** Work instructions **
Find the line containing "Per instance of the small cypress". Reproduce it and every line after it up to the end of the records, exactly as written.
# Start of Records to process
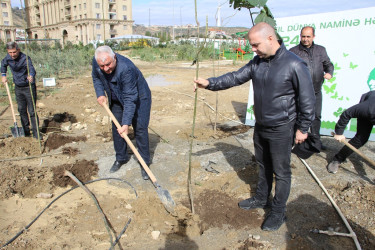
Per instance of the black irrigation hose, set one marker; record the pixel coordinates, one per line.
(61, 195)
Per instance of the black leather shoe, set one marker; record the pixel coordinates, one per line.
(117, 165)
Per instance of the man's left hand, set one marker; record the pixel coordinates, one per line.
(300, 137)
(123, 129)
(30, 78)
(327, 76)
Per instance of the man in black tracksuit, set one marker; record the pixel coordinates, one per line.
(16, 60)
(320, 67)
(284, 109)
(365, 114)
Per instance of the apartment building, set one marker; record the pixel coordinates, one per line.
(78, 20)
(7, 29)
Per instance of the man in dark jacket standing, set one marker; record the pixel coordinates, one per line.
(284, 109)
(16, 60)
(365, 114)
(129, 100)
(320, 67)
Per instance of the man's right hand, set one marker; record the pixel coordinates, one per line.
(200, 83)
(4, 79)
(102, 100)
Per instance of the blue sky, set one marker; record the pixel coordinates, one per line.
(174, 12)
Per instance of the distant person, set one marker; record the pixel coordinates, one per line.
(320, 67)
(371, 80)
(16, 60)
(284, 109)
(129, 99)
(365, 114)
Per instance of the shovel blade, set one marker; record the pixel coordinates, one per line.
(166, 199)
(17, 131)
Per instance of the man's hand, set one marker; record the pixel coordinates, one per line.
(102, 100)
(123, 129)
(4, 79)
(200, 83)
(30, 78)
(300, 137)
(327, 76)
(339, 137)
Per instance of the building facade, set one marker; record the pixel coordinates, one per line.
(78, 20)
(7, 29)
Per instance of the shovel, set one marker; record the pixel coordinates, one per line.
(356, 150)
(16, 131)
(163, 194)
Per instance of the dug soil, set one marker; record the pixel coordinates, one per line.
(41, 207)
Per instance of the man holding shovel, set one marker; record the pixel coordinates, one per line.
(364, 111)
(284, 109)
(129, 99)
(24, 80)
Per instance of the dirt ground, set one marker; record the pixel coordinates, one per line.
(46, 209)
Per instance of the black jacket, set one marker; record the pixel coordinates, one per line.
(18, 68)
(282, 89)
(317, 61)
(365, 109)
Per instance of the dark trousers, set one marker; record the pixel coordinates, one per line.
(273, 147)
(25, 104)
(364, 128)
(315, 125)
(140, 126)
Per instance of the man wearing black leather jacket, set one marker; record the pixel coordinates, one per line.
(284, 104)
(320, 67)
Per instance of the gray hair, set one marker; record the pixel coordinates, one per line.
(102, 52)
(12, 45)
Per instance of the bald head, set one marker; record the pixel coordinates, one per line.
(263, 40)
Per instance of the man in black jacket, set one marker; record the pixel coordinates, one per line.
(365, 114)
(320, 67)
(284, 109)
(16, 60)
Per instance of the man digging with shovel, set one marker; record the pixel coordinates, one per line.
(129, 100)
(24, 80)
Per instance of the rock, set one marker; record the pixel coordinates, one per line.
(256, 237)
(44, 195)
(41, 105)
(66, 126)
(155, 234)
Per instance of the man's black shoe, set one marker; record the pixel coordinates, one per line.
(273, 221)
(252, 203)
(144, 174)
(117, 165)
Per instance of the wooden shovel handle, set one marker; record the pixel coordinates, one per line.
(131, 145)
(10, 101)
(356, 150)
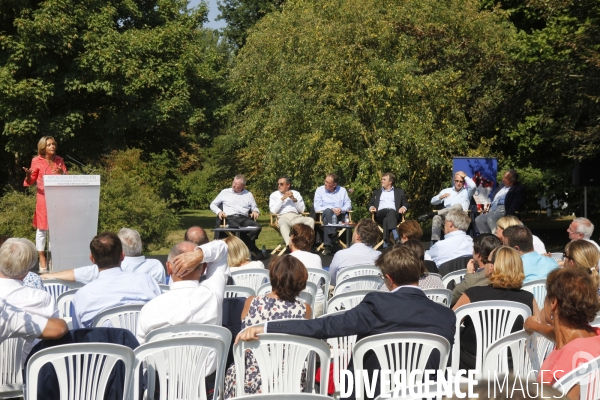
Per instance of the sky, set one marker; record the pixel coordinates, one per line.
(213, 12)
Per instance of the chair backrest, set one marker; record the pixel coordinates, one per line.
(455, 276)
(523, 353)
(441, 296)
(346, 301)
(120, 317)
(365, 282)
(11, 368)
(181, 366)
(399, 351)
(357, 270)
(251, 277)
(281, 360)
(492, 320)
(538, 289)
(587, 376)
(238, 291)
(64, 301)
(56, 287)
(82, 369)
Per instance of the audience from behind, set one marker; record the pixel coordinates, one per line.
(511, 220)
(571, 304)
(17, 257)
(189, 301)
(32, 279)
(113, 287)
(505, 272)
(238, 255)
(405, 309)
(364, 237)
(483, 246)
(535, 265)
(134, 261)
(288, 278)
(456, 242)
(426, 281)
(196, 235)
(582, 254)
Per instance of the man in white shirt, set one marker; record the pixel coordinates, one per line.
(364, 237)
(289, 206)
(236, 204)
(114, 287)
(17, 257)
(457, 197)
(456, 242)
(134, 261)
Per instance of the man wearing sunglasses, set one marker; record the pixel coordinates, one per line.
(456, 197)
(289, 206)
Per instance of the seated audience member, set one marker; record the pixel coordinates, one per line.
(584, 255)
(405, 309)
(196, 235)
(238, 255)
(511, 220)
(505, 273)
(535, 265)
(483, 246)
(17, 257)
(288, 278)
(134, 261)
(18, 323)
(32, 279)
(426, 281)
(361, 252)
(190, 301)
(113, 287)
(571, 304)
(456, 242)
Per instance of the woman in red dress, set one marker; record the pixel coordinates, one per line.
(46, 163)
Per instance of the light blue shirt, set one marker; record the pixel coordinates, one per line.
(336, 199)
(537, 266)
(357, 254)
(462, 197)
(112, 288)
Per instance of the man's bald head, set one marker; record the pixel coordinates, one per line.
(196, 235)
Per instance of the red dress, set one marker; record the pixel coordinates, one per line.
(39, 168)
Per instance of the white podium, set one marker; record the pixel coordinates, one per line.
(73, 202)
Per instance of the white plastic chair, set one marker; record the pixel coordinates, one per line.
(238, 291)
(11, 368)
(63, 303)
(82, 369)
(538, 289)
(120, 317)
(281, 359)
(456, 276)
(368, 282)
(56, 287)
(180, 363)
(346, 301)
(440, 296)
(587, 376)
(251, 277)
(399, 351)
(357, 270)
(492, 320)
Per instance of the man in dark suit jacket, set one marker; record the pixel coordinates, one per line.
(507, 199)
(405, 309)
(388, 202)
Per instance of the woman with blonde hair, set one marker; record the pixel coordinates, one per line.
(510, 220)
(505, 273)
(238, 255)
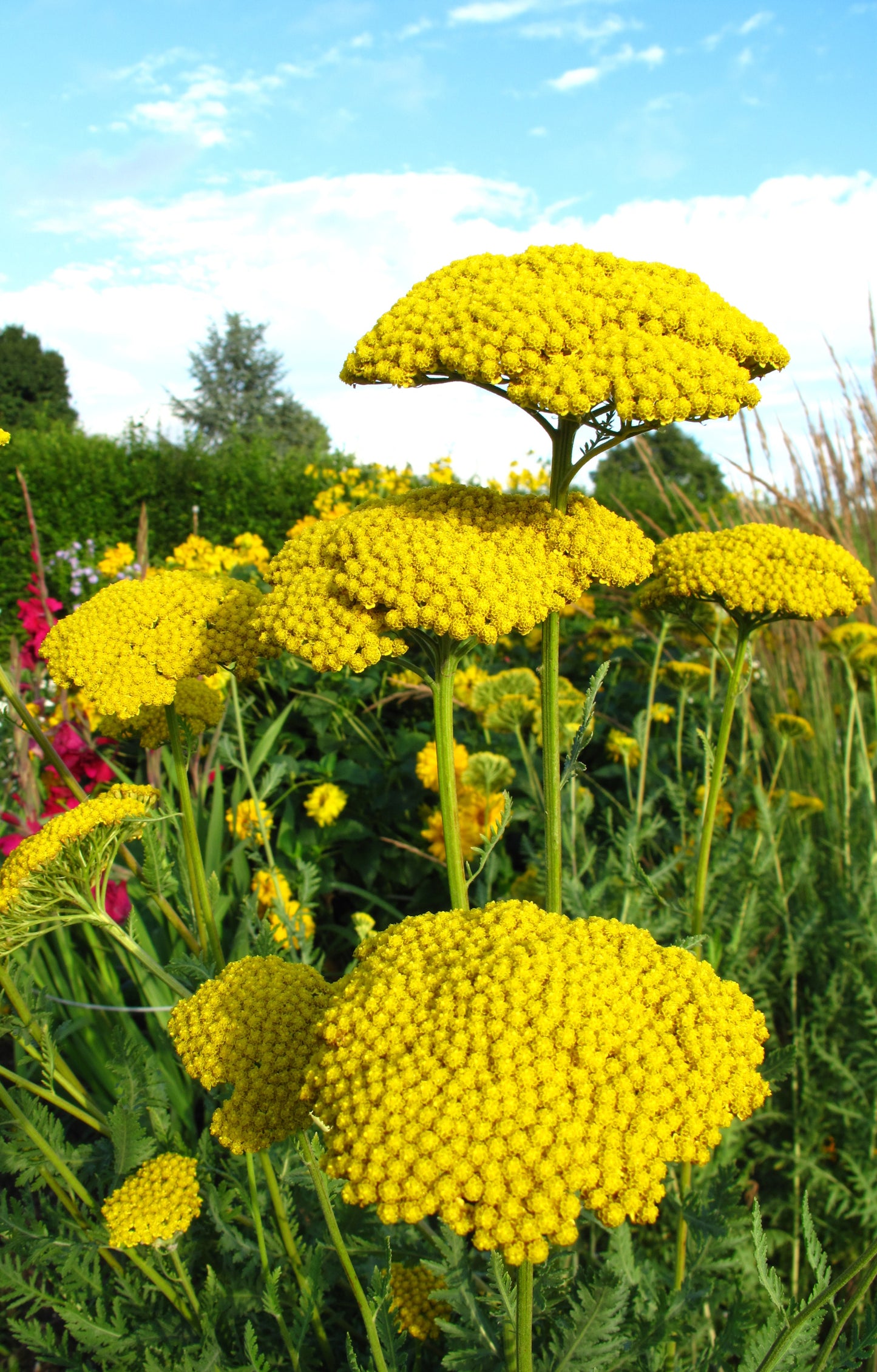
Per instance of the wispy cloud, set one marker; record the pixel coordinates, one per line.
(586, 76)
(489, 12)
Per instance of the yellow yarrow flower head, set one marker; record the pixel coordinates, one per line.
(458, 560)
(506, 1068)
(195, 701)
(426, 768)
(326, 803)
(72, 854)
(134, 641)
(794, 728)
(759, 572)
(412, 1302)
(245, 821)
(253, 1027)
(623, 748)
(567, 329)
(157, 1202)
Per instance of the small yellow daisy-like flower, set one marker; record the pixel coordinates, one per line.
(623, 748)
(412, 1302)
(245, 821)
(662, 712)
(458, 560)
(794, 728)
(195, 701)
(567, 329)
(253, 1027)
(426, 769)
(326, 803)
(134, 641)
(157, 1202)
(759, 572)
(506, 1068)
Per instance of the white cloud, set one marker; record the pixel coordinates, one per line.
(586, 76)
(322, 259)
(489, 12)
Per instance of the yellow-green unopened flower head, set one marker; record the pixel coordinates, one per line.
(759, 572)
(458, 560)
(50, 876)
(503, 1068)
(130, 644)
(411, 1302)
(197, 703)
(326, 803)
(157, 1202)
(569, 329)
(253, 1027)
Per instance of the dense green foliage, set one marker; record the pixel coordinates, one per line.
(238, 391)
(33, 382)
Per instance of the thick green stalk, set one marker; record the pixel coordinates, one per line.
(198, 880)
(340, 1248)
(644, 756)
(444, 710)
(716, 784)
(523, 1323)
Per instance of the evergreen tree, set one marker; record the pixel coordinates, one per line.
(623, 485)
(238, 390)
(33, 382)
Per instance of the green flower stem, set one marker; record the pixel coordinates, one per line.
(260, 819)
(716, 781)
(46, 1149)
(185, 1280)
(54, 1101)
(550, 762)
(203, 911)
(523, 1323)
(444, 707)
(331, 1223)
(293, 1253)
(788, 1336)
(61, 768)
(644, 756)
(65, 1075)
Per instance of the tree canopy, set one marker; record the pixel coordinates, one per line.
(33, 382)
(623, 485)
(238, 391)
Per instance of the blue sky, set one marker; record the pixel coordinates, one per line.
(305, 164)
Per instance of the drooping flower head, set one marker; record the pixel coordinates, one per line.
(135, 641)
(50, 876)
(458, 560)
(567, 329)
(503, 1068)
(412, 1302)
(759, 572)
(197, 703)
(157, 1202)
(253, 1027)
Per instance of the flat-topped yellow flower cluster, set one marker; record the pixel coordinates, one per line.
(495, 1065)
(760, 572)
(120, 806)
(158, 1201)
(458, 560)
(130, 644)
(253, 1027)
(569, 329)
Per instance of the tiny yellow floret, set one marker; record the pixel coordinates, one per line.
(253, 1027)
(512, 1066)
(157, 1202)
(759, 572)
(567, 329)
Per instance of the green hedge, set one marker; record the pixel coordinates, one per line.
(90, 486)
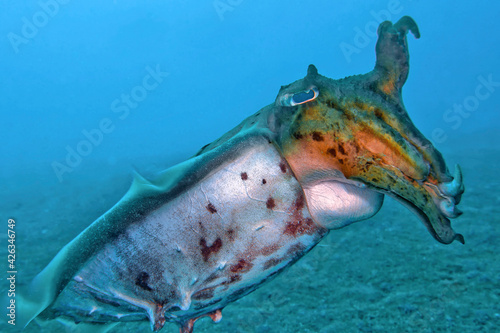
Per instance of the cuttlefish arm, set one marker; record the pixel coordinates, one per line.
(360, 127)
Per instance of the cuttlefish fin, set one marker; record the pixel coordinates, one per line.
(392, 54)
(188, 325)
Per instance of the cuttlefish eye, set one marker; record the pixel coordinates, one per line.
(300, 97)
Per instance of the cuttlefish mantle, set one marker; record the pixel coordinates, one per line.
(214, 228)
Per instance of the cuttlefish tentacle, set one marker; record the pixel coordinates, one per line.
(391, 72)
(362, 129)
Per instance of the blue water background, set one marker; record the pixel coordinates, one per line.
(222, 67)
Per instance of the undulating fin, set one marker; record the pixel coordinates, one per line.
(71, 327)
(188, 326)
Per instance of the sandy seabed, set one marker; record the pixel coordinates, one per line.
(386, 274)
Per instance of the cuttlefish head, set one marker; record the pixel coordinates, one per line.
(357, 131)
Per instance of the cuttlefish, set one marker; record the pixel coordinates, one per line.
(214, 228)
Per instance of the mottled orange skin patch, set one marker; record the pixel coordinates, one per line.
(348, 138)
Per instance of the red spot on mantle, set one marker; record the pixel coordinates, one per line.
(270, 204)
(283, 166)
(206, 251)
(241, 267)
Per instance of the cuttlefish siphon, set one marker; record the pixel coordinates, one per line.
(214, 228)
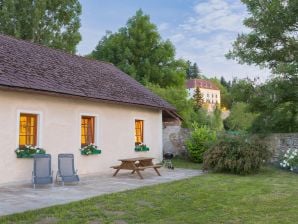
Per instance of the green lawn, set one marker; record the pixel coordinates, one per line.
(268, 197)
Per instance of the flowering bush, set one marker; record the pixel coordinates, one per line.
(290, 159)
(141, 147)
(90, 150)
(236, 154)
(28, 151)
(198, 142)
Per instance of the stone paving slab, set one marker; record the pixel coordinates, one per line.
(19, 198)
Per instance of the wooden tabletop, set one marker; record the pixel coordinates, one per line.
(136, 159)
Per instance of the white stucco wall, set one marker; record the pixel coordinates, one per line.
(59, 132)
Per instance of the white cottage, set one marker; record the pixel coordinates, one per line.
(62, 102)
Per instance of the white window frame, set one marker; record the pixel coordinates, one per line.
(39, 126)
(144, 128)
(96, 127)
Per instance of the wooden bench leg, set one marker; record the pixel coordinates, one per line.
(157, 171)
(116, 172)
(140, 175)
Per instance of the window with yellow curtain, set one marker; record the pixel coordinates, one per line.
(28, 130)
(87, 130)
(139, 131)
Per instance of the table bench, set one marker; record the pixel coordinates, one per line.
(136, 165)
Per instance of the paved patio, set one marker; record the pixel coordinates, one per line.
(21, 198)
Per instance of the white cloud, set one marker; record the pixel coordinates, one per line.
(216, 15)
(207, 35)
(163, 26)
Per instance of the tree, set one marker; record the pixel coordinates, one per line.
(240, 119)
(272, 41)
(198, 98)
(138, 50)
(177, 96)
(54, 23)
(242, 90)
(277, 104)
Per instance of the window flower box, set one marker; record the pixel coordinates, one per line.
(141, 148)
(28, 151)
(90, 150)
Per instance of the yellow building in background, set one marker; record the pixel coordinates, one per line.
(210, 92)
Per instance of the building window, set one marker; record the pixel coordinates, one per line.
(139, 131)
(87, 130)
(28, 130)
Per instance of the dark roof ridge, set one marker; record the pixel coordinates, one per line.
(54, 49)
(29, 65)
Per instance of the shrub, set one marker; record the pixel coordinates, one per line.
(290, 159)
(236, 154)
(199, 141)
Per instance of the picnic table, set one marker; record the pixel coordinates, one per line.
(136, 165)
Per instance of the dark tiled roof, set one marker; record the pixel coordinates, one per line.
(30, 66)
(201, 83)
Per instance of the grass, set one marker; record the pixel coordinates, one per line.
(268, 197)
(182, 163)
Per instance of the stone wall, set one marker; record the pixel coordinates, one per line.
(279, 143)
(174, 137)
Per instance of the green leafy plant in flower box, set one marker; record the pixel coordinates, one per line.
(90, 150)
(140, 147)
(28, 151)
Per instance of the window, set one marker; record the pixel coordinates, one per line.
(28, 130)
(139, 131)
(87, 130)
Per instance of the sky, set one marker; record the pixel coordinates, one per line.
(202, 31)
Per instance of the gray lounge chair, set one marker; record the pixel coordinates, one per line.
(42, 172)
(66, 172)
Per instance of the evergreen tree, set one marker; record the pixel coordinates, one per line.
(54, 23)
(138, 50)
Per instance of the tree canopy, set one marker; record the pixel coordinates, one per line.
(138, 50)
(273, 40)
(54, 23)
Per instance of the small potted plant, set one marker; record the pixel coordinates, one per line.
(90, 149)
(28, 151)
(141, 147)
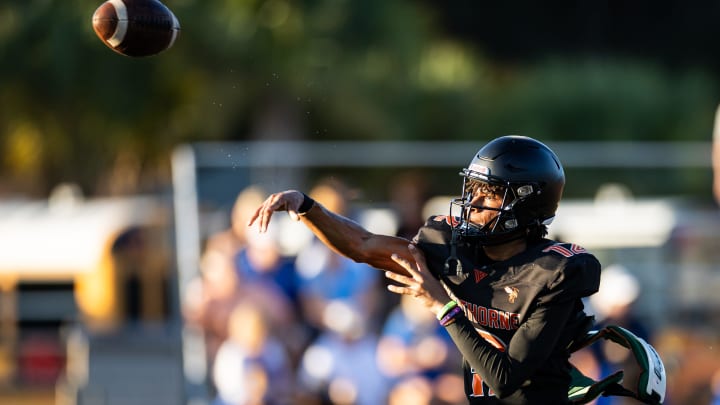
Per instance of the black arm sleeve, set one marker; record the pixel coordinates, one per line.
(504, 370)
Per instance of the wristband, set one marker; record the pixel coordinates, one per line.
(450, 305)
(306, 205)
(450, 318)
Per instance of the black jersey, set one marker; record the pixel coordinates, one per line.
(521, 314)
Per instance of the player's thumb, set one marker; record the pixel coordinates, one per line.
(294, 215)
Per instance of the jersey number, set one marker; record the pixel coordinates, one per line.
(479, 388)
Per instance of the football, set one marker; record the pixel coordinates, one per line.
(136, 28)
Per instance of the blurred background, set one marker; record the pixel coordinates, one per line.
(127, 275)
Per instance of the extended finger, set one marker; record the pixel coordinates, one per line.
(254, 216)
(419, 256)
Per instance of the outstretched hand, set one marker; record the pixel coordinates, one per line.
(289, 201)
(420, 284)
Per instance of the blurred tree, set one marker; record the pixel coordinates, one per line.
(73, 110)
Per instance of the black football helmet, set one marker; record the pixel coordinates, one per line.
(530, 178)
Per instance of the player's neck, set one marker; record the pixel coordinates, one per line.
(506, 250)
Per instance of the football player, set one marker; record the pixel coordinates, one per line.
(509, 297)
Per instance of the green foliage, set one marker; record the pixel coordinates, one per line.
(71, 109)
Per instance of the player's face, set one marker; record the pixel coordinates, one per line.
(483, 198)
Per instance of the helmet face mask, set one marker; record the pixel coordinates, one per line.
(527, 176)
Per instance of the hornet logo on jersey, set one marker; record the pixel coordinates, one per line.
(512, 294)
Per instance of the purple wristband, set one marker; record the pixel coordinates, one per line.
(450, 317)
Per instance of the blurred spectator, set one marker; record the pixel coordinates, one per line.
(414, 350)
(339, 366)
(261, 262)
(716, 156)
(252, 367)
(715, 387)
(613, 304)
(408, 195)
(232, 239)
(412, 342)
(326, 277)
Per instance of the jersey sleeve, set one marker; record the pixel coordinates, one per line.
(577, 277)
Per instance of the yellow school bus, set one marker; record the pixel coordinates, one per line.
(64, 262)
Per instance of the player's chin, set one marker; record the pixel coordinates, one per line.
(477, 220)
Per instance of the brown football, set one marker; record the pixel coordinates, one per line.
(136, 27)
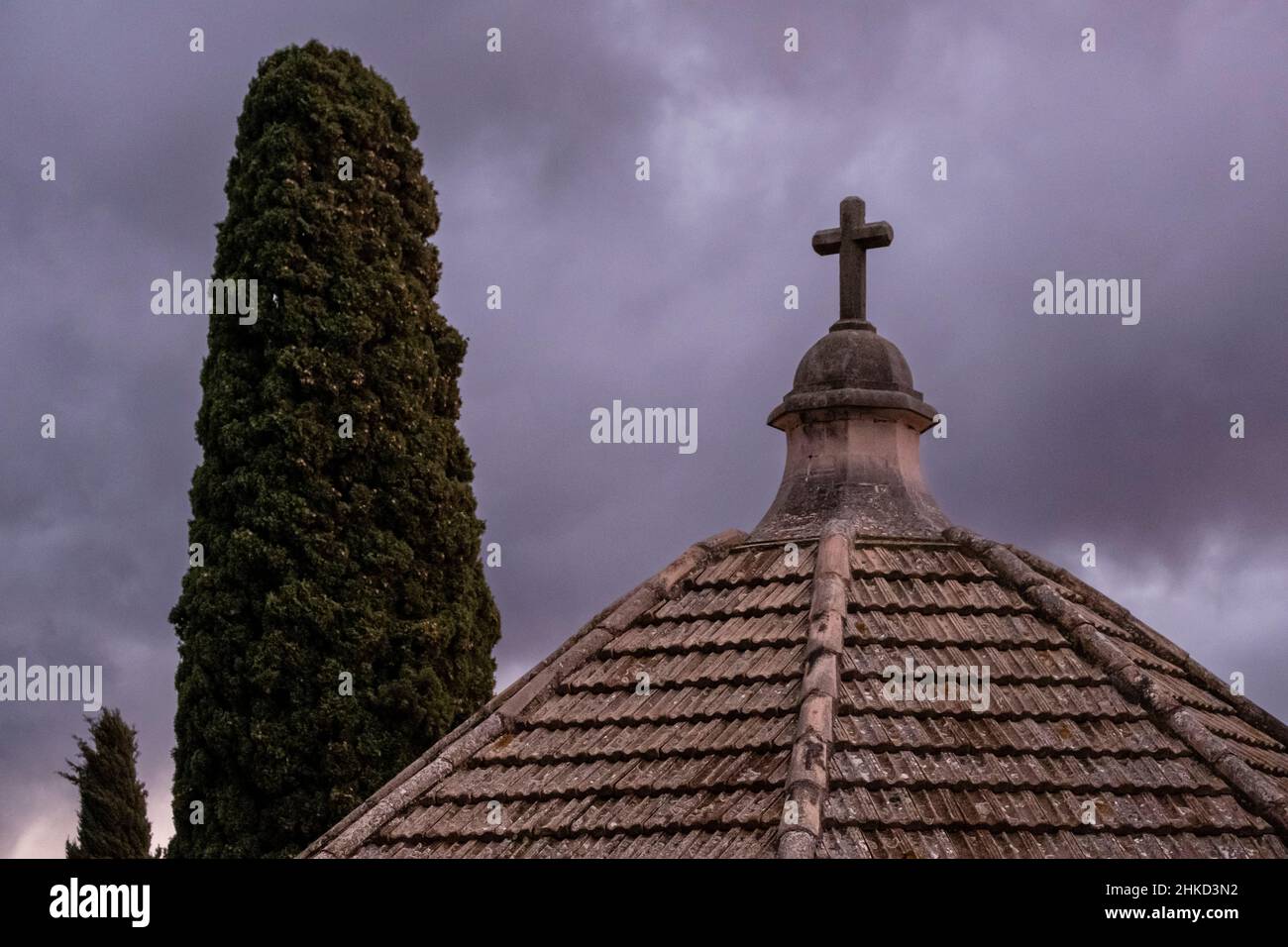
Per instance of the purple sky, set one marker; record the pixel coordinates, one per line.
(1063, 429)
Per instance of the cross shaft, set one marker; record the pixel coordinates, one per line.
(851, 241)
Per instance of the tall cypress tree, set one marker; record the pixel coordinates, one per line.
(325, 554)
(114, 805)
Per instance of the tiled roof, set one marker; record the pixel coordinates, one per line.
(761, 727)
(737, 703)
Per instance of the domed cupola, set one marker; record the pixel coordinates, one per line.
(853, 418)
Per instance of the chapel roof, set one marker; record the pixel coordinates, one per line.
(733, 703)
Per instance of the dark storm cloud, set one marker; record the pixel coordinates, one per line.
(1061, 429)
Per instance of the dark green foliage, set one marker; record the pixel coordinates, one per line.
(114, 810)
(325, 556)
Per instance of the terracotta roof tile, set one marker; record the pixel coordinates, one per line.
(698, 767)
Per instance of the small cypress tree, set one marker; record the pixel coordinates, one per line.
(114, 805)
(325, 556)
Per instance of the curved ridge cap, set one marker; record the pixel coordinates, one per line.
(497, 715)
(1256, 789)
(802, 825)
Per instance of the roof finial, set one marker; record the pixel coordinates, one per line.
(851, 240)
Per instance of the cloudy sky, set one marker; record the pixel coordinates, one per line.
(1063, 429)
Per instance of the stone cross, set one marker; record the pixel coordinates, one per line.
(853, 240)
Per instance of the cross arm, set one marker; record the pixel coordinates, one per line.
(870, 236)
# End of Records to process
** The answer **
Per instance of the small cypress tree, set one marker; record the pixel coordinates, one per line.
(114, 805)
(325, 556)
Per instance of the curved ridge cap, set one marker; record the pixel coordinates, one per line.
(497, 715)
(1256, 789)
(802, 825)
Per instance of the roof finial, set one marker; record the pixel coordinates, one per line.
(851, 240)
Per instance of the cloudy sky, set one marker; record the pixel coordinates, one per line.
(1063, 429)
Per instance of the stone cross, set one marker; record the pixel coordinates, one per line.
(853, 240)
Per instance of the cross arm, set one marker; record the pixel coordinates, one per line.
(870, 236)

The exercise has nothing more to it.